Records
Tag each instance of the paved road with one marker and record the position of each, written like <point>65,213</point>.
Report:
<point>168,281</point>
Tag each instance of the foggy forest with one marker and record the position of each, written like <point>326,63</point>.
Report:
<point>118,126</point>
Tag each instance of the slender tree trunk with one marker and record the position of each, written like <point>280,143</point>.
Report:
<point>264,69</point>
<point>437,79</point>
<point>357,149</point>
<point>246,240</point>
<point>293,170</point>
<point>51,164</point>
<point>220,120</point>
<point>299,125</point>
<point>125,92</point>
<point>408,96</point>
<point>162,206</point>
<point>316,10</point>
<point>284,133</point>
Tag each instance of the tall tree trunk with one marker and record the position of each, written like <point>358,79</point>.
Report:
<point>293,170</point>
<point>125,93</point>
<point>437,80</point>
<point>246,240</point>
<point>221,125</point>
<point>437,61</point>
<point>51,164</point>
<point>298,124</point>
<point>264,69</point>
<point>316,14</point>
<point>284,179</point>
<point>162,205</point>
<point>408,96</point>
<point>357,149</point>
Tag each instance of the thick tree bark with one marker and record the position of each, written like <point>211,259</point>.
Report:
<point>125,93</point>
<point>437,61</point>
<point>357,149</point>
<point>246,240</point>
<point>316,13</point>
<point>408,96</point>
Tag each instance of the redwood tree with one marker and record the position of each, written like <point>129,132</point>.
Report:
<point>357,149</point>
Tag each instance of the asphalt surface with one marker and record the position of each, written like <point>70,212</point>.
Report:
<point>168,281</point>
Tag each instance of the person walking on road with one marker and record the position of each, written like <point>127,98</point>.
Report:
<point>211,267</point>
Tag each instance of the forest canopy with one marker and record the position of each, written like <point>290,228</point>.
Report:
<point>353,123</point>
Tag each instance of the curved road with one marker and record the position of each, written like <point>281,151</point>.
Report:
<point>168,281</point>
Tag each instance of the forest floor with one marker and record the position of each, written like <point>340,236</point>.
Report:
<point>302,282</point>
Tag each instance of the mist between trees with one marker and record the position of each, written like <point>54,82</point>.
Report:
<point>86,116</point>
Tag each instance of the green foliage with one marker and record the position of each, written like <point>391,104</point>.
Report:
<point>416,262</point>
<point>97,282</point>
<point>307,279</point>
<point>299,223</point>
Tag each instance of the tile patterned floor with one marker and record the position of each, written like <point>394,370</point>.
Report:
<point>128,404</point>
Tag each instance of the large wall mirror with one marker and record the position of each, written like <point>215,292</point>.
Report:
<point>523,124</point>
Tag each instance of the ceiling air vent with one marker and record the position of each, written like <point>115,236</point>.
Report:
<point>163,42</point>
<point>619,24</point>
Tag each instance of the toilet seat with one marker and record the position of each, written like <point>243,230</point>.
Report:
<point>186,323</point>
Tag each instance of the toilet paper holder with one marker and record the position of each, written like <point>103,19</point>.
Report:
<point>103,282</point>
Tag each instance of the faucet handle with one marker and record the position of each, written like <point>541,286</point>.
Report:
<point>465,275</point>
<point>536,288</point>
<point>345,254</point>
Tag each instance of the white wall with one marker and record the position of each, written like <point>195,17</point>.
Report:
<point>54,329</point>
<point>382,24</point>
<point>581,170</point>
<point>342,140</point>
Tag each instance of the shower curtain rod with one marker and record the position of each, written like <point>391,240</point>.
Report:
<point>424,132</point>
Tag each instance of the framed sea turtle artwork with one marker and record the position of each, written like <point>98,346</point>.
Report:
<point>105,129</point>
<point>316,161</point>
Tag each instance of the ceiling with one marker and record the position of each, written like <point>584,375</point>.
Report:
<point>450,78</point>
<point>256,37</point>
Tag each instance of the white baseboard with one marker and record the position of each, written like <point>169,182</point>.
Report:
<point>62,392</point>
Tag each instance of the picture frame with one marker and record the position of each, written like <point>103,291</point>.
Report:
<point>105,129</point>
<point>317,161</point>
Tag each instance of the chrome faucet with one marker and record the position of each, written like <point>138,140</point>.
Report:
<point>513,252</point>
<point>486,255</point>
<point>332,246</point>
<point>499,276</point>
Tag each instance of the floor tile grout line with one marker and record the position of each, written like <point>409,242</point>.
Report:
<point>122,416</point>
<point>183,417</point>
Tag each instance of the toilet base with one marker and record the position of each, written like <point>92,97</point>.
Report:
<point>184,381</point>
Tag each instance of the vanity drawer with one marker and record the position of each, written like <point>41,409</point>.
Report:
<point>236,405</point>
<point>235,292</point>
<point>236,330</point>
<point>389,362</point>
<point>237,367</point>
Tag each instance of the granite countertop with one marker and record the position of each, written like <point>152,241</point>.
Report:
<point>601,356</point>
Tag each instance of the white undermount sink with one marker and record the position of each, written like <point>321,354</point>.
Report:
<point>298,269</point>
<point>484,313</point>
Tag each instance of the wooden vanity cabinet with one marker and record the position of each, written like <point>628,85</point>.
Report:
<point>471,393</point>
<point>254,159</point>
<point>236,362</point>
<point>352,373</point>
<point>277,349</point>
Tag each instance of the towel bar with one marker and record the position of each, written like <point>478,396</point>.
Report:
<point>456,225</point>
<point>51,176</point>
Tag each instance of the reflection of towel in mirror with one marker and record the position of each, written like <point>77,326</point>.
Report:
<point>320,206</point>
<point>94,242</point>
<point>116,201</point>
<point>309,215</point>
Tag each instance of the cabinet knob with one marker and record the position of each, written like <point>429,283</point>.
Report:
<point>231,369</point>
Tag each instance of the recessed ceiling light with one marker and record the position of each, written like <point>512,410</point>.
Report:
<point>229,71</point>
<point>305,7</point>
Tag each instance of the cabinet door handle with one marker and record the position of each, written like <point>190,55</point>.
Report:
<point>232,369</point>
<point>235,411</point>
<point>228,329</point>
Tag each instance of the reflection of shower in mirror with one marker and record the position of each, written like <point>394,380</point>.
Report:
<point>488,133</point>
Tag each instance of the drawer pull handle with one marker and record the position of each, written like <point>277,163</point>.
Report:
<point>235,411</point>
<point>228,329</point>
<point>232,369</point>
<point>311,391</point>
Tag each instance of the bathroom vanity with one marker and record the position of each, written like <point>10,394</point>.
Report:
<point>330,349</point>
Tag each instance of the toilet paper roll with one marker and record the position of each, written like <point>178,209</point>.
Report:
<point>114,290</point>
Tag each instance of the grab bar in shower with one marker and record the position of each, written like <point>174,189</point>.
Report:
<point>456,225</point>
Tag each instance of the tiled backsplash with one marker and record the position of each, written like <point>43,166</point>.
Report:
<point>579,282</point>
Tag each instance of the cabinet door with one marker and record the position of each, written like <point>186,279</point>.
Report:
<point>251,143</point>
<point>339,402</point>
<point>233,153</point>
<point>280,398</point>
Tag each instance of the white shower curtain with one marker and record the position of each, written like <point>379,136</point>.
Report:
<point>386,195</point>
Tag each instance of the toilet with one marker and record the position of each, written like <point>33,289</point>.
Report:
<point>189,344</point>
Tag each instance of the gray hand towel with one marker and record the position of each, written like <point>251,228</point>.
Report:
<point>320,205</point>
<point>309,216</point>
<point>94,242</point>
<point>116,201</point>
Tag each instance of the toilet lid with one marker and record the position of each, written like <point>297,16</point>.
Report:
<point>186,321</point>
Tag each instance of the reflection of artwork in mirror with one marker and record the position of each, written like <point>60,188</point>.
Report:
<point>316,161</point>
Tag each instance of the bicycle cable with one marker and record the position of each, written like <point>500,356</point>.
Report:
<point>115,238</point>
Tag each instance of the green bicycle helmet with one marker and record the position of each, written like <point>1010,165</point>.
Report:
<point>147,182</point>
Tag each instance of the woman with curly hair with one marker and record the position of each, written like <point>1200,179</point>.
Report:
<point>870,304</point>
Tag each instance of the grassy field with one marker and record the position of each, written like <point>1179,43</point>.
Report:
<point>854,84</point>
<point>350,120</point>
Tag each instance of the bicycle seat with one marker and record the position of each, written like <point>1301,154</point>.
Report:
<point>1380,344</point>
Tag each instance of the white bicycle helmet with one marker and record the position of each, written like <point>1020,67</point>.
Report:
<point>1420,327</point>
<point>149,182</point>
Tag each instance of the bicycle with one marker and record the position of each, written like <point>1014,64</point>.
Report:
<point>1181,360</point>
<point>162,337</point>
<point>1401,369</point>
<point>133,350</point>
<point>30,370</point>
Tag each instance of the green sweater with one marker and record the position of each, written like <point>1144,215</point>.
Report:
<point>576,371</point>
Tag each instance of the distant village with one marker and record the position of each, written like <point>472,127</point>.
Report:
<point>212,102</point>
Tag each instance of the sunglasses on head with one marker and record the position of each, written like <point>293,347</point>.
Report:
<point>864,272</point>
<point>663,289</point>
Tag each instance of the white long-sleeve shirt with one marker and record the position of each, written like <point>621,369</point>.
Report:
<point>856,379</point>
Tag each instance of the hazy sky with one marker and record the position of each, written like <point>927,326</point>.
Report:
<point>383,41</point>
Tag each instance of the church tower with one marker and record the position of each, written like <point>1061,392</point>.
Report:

_STATED PROBLEM_
Reproduce the items from the line containing "Tag each instance of the white undermount" through the line containing "<point>231,369</point>", requests included, multiplying each coordinate in the answer points by 0.35 and rounding to whole numbers with halves rounded up. Leave the coordinates in the requests' format samples unchanged.

_RESULT FOR THIS EXERCISE_
Tag each instance of the white undermount sink with one marker and record the position of each, written like <point>321,354</point>.
Report:
<point>104,94</point>
<point>169,110</point>
Tag each instance of the wooden vanity cabinet with one marker and record the position of each, written like <point>628,85</point>.
Report:
<point>165,138</point>
<point>89,56</point>
<point>83,127</point>
<point>123,131</point>
<point>97,122</point>
Tag each instance of the towel bar with one marker and record the position of each, written like <point>478,396</point>.
Report:
<point>160,79</point>
<point>18,62</point>
Tag each instance of the reflection of towel in mirror with one marker and record the position of each, written like <point>77,326</point>.
Report:
<point>112,72</point>
<point>33,85</point>
<point>41,70</point>
<point>108,75</point>
Tag each instance of the cabinet knob with one marker and record the position of each, written like <point>429,283</point>.
Report:
<point>81,129</point>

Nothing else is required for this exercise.